В 1961 году наш цирк выехал на гастроли в Японию. Галю, которая в то время была женой Милаева, я знал давно. Ей было уже 32 года, мне – всего 18. Как раз тот возраст, когда нравятся женщины старше тебя… Мы решили пожениться. И надо отдать должное Леониду Ильичу, он отнесся к нам довольно лояльно. Когда мы оформили брак и уехали в Сочи, Брежнев прочитал записку, оставленную дочерью, и, естественно, был очень возмущен, сказал, чтобы в течение года ноги ее не было дома. Но при этом не собирался давать команду предпринимать против нас каких-то силовых акций. Милаев, оказавшийся поставленным перед свершившимся фактом, тут же поехал в загс, начал поднимать документы и все-таки нашел зацепку. Свидетельство о разводе Гале выдали значительно раньше, чем это было положено по закону. И только тогда, когда Милаев положил на стол Брежневу бумаги, подтверждающие то, что закон был нарушен, Леонид Ильич стал срочно принимать меры. Он позвонил в сочинский цирк. В это время мы были на пляже, и нас нашли только через пять часов. Однако телефонная линия за все это время даже не была разъединена. Галя сняла трубку и стала разговаривать с папой. Тот потребовал, чтобы она срочно вернулась, но получил категорический отказ. Когда вечером мы пришли в гостиницу, то увидели, что в номере нас ждут два человека. Один из них был начальником паспортного стола, другой – начальником УВД г. Сочи. Эти люди страшно волновались, потому что никто не знал, что будет завтра, если «вдруг она с ним помирится». У нас отобрали паспорта, и после этого началось…

За нами ходили люди из КГБ, снимали на кинопленку, фотографировали – явно, не скрывая. Галя, как человек старший по возрасту, не могла не чувствовать ответственности за все, что происходило и еще могло произойти. Поэтому она улетела в Москву, а я вскоре получил по почте свой паспорт. Но той страницы, на которой стоял штамп о браке, не оказалось, она была просто вырвана. А на первой красовалась надпись: «Подлежит обмену».

■ **Учебный материал**:

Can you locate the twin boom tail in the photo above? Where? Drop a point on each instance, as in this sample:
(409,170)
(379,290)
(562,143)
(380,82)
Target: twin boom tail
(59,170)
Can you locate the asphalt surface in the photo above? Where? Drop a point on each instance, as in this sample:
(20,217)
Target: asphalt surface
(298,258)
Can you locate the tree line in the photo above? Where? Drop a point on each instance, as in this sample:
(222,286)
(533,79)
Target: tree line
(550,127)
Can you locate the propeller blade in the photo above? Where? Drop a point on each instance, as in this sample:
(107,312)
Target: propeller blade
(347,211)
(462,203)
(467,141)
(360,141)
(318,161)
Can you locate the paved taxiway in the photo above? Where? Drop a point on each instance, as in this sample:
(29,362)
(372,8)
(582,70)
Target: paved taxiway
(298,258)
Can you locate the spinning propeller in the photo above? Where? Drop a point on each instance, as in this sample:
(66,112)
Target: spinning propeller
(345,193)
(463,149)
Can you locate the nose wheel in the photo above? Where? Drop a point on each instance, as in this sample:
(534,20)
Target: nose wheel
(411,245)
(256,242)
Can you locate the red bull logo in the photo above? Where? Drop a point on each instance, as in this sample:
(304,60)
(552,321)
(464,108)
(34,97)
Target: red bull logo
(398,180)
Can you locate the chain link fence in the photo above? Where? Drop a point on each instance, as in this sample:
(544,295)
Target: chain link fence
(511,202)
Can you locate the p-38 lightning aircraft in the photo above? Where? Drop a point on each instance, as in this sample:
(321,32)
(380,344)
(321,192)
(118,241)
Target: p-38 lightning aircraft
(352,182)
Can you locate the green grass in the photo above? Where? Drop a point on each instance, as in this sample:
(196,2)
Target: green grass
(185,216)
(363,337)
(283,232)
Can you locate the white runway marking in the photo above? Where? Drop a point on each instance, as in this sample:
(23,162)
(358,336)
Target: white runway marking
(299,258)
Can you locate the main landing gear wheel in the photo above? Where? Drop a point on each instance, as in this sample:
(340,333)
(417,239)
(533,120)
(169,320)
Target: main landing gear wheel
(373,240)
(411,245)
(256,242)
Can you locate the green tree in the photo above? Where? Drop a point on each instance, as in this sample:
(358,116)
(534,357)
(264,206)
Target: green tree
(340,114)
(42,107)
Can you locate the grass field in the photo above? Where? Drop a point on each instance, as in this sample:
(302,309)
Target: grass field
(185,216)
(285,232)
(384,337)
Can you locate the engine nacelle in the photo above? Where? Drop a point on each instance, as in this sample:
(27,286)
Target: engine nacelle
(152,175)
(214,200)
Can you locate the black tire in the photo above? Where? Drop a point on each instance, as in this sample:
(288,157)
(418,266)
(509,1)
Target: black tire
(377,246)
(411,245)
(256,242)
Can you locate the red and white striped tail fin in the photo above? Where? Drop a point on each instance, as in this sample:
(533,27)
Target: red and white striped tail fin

■ **Задания**:
- A) Кто ждал пару в гостиничном номере, согласно тексту для изучения?
- B) Соответствуют ли тексту для изучения следующие утверждения? Для каждого ответьте «да» или «нет» и приведите решающие слова текста дословно.
(i) Гале было 32 года, а рассказчику 18.
(ii) Галя согласилась срочно вернуться по требованию отца.
(iii) Паспорт пришел по почте со всеми страницами.
- C) Продолжите текст для изучения после его последнего предложения.

■ **Ответы к заданиям**:
- A) Начальник паспортного стола и начальник УВД г. Сочи.

- B)
(i) Да: «Ей было уже 32 года, мне – всего 18».
(ii) Нет: «но получил категорический отказ».
(iii) Нет: «Но той страницы, на которой стоял штамп о браке, не оказалось, она была просто вырвана».

- C)
Через полтора месяца я прилетел в Москву. Но человека, который мне подписывал сопроводиловку, в паспортном столе на Ленинградском проспекте не было на месте. И люди, не знавшие сути дела, никак не могли понять, зачем мне вдруг понадобилось поменять документ. Естественно, рассказывать им всю историю я не собирался. Просто показал штамп на первой странице, соврав, что сам ничего не понимаю, и попросил, чтобы мне все-таки выдали новый паспорт. Наши отношения с Галей продолжались еще года три. Я вылетал из разных городов. Мы встречались… К этому времени у меня было освобождение от армии, так называемый «белый билет». И должен вам сказать, что Брежнев и в этом случае поступил довольно мягко.

Однажды, когда я еще жил с отцом, ко мне пришли домой и через нарочного передали повестку срочно явиться в военкомат. Внизу нас ждала машина. Мы сели в нее, и я понял, что ехать придется далеко. Я спросил, куда меня везут. Оказалось, в Подольск, в главный военный госпиталь московского округа. Когда уже на месте меня сдавали под расписку, краем глаза я успел прочитать распоряжение, подписанное главным военкомом Москвы: «Тогда-то, такого-то был освидетельствован такой-то призывник и освобожден от воинской службы. Вам (то есть начальнику госпиталя) надлежит его переосвидетельствовать». Другими словами, после освидетельствования забрать в армию. К счастью, у тех врачей, которые меня обследовали, несмотря на такое категорическое предписание, хватило принципиальности и смелости подтвердить, что диагноз, описанный ранее, соответствует действительности.

Почему я начал с того, что Брежнев поступил довольно мягко? Я прекрасно понимал, что для него приказать своим помощникам отправить Игоря Кио служить куда-нибудь на Север было так же просто, как для меня сейчас выкурить сигарету. Но тем не менее, посчитавшись с заключением медицинской комиссии, через две недели меня благополучно выписали из госпиталя и никуда служить не отправили. Однако сама ситуация стала такой, что наши отношения с Галей продолжаться не могли. Помню, когда она прилетела ко мне в Одессу, а вернуться вовремя назад ей не удалось, все моментально стало известно тем, кто был к нам приставлен. После ее отъезда меня вызвал генерал одесского УКГБ, кстати внешне очень похожий на Берия, и начал пространно говорить о том, что обязан заботиться о здоровье нашего Генерального секретаря, а я о здоровье своего отца. Буквально это надо было понимать так, что от меня зависела его жизнь. Знакомая форма шантажа. Все эти обстоятельства безусловно были причиной того, что где-то уже в 1964 году мы прекратили встречаться. Я постепенно взрослел, да и Галя была и взрослее, и умнее меня. Вообще, учитывая разницу в возрасте, наш альянс не мог быть перспективен. Но с тех пор у нас сохранились добрые, хорошие отношения».

NB Дочь Галины Виктория Евгеньена Милаева в одном из интервью с досадой заметила, что Кио не навестил ее мать в «дурке» и не появился на похоронах. Впрочем, не стоит забывать, что отцом Виктории был Милаев, с которым в мире Галина прожила-то всего год, а потом съехала обратно к родителям.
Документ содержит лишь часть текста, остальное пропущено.